- [What you will do]:
A. Using the article on the Greenpeace anti-GM campaign, decide whether each statement agrees with it: (i) Dr Marohasy writes a column for The Land newspaper; (ii) she said the campaign set Australian agriculture back at least five years; (iii) she said Australia was the first country to release a GM organism in 1998. Answer yes or no for each, and quote the words of the article that decide it.
B. Continue the article on the Greenpeace anti-GM campaign from its final sentence.

JENNIFER Marohasy, a respected biologist and Adjunct Research Fellow in the Centre for Plant and Water Science at CQ University, says Greenpeace campaigning on genetically modified crops has successfully and significantly reduced the competitiveness of Australian canola growers and achieved little else.
She says the Greenpeace is waging a fear campaign against GM technology and technological innovation.
Dr Marohasy is a columnist for The Land newspaper and past chair and founding member of the Australian Environment Foundation.
One of her primary concerns is that public policy on environmental issues is increasingly driven by moral crusading, rather than objective science or need.
Asked for her views in light of anti-GM protestors’ attempts to sabotage the WANTFA conference last week, Dr Marohasy said the Greenpeace anti-GM campaign had set Australian agriculture back at least a decade.
"In 1988 Australia was the first country to release a GM organism, the crown gall bacterium," she said.

- [Entries provided]:

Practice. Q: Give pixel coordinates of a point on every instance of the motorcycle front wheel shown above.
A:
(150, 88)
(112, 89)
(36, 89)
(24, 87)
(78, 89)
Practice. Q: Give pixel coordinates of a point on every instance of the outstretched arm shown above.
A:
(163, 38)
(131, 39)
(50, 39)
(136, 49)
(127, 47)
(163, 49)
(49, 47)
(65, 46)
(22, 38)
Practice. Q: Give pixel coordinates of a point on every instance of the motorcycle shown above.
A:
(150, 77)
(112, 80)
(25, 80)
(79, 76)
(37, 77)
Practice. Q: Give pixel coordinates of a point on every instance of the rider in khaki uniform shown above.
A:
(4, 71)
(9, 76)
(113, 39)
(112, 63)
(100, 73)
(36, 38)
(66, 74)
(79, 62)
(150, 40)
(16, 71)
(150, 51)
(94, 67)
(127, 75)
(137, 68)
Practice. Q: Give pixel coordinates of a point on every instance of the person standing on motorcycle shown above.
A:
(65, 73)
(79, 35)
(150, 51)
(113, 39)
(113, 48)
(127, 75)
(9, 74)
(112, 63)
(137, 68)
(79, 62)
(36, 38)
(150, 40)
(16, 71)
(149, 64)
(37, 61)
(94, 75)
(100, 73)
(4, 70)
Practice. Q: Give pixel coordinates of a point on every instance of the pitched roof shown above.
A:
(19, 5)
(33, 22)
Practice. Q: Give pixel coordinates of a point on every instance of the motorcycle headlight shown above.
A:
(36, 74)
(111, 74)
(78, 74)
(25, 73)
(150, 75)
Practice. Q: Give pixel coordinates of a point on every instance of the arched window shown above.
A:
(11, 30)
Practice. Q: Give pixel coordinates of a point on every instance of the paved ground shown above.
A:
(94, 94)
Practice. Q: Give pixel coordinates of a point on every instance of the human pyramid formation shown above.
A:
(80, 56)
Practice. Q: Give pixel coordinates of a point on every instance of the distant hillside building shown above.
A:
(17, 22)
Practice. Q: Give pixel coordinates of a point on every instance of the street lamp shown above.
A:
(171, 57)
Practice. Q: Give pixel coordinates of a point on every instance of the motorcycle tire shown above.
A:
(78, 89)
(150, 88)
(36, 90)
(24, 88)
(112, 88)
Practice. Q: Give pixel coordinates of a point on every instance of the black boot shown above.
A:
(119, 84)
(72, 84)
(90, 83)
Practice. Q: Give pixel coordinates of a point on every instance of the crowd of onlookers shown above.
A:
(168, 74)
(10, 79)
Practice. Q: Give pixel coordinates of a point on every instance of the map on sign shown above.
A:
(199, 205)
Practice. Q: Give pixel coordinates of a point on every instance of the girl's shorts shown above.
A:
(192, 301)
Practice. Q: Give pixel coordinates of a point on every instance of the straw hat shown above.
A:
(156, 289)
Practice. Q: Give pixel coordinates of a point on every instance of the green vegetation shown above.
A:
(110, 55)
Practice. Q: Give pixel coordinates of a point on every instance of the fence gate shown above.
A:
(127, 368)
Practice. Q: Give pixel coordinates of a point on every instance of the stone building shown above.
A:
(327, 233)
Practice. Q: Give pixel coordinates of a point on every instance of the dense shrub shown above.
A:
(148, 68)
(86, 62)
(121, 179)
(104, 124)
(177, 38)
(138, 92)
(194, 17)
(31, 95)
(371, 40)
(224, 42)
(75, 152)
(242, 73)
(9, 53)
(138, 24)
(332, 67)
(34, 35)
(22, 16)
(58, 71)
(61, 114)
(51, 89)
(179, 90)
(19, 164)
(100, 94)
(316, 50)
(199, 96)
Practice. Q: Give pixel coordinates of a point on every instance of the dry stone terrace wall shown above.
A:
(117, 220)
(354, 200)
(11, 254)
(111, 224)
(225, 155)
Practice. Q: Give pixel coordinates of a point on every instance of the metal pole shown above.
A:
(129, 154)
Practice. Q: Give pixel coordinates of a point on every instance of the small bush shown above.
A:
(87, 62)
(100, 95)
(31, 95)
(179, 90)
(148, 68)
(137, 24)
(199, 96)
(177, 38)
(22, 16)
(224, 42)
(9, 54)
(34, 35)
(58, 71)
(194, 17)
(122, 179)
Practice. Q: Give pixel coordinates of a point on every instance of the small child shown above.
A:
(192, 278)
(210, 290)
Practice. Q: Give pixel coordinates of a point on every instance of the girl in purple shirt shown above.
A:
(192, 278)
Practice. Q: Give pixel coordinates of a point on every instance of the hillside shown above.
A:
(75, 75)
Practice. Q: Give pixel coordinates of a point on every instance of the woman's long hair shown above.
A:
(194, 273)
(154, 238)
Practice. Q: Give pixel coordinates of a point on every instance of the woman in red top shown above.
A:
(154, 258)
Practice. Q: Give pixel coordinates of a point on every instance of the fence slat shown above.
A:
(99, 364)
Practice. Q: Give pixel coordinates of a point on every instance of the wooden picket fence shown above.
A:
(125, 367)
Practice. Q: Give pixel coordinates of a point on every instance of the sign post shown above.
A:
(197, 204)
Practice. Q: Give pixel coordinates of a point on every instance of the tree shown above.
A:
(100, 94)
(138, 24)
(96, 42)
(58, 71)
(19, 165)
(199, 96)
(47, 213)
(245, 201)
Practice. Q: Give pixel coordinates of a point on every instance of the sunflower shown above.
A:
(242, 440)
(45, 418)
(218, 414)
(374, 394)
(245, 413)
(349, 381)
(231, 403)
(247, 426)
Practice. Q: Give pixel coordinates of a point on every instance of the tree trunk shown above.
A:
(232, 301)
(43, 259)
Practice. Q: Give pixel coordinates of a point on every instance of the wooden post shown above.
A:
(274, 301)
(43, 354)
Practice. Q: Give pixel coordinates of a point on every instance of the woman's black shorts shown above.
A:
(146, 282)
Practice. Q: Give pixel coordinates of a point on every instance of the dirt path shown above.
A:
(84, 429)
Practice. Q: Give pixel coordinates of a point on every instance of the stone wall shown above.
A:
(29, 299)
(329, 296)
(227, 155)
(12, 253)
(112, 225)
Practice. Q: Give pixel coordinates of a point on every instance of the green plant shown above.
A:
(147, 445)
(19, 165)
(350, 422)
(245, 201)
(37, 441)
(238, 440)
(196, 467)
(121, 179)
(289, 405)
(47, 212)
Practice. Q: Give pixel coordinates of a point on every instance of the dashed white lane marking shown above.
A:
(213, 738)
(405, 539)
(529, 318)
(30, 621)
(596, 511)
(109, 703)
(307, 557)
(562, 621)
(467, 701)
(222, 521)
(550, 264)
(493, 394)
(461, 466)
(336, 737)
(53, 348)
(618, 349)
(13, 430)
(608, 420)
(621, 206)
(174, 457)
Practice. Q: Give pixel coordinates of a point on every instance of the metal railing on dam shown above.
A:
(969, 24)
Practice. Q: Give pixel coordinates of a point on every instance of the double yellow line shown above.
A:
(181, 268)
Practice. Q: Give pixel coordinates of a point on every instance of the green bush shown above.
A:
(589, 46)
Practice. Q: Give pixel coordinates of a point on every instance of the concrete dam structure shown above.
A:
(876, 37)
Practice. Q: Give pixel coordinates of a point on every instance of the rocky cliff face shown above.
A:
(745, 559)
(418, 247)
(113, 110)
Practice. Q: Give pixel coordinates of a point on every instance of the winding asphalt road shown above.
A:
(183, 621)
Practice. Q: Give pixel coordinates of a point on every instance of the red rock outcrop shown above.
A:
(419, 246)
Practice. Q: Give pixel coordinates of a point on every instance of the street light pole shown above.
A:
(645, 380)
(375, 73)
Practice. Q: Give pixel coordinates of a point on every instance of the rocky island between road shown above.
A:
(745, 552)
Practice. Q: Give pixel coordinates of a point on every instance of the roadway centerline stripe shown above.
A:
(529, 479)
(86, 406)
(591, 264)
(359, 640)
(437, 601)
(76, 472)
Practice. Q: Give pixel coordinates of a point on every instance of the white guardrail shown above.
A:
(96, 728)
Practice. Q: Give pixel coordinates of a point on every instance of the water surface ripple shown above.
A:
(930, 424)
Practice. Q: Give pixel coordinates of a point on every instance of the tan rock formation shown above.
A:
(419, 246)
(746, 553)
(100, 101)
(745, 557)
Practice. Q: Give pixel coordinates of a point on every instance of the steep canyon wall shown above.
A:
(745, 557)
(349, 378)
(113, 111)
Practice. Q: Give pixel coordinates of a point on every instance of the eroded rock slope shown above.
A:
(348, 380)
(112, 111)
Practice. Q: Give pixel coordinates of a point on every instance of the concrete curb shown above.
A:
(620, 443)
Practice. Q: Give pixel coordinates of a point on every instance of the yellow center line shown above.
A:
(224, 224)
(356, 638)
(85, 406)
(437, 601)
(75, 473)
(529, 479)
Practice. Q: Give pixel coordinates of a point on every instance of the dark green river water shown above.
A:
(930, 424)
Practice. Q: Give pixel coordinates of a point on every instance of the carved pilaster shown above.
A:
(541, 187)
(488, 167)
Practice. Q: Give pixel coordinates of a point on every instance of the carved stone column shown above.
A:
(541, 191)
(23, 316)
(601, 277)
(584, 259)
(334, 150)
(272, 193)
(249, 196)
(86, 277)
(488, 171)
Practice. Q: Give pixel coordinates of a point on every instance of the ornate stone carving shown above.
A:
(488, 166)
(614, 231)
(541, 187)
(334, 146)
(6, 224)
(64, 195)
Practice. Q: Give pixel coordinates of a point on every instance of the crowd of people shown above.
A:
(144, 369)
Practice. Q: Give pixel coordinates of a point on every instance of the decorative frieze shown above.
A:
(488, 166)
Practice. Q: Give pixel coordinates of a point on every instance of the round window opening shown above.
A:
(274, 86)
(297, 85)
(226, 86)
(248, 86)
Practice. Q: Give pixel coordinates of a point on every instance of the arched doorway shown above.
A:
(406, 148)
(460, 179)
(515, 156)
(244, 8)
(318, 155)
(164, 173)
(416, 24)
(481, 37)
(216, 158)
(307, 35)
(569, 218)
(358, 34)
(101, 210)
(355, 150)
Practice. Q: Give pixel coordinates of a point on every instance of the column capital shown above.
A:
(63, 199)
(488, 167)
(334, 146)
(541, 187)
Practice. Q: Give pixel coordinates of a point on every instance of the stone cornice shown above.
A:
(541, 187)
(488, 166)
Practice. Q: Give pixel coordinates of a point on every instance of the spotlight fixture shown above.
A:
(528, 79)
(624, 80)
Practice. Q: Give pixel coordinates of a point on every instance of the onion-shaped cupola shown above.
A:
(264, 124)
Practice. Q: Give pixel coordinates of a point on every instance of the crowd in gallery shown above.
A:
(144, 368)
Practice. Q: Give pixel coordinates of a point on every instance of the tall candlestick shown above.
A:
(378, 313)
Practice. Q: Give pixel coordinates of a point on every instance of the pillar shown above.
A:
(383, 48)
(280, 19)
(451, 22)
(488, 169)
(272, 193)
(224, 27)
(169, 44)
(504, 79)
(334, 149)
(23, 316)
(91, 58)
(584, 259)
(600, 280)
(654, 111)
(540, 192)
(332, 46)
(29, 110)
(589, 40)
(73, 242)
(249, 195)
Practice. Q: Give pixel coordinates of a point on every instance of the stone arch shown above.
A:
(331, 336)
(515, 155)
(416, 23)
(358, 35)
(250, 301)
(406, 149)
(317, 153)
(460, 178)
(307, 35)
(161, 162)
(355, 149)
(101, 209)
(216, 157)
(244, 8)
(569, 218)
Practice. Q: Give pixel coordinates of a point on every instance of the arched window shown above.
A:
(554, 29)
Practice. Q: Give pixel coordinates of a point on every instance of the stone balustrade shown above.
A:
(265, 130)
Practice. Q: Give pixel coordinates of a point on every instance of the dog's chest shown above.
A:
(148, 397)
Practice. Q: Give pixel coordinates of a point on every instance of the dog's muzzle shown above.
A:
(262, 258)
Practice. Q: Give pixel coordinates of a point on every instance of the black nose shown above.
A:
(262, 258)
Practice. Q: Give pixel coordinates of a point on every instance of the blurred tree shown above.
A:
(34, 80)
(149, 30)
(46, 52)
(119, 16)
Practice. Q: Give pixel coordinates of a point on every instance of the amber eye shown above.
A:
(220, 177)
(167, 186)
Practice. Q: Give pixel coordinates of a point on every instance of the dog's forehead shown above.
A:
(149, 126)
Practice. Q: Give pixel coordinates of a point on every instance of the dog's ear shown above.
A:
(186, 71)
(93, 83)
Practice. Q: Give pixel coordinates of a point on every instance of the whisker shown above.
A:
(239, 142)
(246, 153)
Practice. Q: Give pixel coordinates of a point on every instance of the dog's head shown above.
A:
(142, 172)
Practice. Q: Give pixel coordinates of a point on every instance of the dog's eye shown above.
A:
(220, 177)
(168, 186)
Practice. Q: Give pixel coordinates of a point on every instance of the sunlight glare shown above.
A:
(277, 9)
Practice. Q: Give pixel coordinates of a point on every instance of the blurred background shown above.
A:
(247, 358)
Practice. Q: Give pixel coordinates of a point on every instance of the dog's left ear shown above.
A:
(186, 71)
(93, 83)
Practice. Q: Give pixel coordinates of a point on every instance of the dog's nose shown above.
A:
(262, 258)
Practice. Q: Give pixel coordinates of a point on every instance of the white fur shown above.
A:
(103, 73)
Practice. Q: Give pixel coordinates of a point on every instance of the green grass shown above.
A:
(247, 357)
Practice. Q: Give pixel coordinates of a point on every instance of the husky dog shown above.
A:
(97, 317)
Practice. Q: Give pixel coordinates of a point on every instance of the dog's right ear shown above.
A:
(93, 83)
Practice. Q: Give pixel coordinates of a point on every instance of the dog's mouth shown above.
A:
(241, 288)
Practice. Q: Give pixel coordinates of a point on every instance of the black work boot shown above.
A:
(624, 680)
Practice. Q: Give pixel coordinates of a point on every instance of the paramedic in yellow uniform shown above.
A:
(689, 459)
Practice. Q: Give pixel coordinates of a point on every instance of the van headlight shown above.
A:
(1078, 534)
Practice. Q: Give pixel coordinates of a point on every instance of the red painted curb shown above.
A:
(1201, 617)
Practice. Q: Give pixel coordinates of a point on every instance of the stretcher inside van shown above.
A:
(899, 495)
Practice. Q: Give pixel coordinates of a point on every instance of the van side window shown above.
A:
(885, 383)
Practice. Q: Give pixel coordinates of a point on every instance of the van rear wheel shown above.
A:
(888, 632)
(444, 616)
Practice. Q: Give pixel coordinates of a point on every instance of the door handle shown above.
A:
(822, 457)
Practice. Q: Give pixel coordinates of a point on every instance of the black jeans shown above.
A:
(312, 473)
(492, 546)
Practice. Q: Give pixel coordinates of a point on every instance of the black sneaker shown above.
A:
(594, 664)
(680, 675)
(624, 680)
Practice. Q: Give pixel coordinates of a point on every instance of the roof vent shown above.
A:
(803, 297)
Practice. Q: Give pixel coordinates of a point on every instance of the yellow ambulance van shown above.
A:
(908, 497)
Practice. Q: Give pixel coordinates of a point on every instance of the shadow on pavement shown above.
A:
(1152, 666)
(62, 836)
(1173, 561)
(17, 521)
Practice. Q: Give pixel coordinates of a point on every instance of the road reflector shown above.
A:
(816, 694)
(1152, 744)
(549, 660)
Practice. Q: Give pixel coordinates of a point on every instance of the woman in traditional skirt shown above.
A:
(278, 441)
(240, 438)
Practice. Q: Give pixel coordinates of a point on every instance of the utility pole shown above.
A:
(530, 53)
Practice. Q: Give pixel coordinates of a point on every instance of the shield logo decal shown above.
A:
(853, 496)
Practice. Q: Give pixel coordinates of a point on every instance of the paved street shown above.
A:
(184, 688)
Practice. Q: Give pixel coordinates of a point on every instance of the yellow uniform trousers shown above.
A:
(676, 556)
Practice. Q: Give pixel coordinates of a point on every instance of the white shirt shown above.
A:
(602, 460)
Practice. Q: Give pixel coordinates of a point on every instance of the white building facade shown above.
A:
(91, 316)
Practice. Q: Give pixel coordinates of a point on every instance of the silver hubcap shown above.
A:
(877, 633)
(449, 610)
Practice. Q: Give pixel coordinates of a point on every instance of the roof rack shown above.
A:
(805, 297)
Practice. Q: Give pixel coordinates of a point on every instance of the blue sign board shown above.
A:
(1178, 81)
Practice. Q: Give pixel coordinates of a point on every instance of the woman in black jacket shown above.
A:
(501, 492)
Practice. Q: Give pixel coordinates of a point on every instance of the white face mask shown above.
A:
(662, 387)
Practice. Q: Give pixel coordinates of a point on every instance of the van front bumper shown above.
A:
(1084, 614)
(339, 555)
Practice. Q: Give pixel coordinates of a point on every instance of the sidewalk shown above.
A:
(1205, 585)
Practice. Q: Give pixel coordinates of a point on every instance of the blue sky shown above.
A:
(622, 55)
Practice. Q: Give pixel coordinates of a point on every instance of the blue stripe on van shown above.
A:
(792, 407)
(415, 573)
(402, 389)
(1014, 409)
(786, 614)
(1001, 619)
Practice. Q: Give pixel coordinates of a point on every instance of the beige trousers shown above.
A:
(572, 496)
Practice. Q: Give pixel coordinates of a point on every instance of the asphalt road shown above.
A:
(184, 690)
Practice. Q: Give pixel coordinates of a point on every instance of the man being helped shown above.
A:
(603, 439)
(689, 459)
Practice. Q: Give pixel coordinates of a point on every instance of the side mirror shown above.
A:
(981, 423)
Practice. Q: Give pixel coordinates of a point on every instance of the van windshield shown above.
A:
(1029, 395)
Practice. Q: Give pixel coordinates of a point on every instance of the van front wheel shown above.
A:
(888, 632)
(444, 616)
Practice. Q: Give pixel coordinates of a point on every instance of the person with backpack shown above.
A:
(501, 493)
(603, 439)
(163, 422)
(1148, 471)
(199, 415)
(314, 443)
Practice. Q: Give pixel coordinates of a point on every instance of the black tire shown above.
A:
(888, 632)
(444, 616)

- [Answers to the tasks]:
A.
(i) Yes: "Dr Marohasy is a columnist for The Land newspaper"
(ii) No: "had set Australian agriculture back at least a decade"
(iii) No: "In 1988 Australia was the first country to release a GM organism"

B.
"Two decades later we had made only one other release, GM cotton, first planted in 1996.
"The recent approvals in some States for GM canola was too long coming which has put us way behind Canada.
"I understand GM cotton is still banned in WA yet cotton is the one crop that could make the Ord irrigation scheme economically viable.
"Now grown on most cotton farms in QLD and NSW, the GM varieties reduced pesticide use by an average 88 per cent, allowing beneficial insects to return to fields and reducing the risk of pollution.
"Few people realise that about 35pc of the vegetable oil we consume in Australia is from cotton seed.
"Most of the rest of our vegetable oil is from canola."
Dr Marohasy said anti-GM campaigners had deceptively targeted GM canola as the first GM food crop and ignored GM cotton as an existing source of vegetable oil.
She said Greenpeace led a formidable campaign to prevent the commercial release of GM canola varieties in Australia, varieties that had been grown in Canada since 1996.
"For a long time we had a situation where State governments introduced or extended bans in one form or another on the commercial production of GM food crops with only cotton exempt, on the basis it is grown primarily for fibre," she said.
"Incredibly, for years State governments banned a technology that could help us reduce our ecological footprint, not only through reduced use of pesticide, but also through the development of more water efficient crop varieties.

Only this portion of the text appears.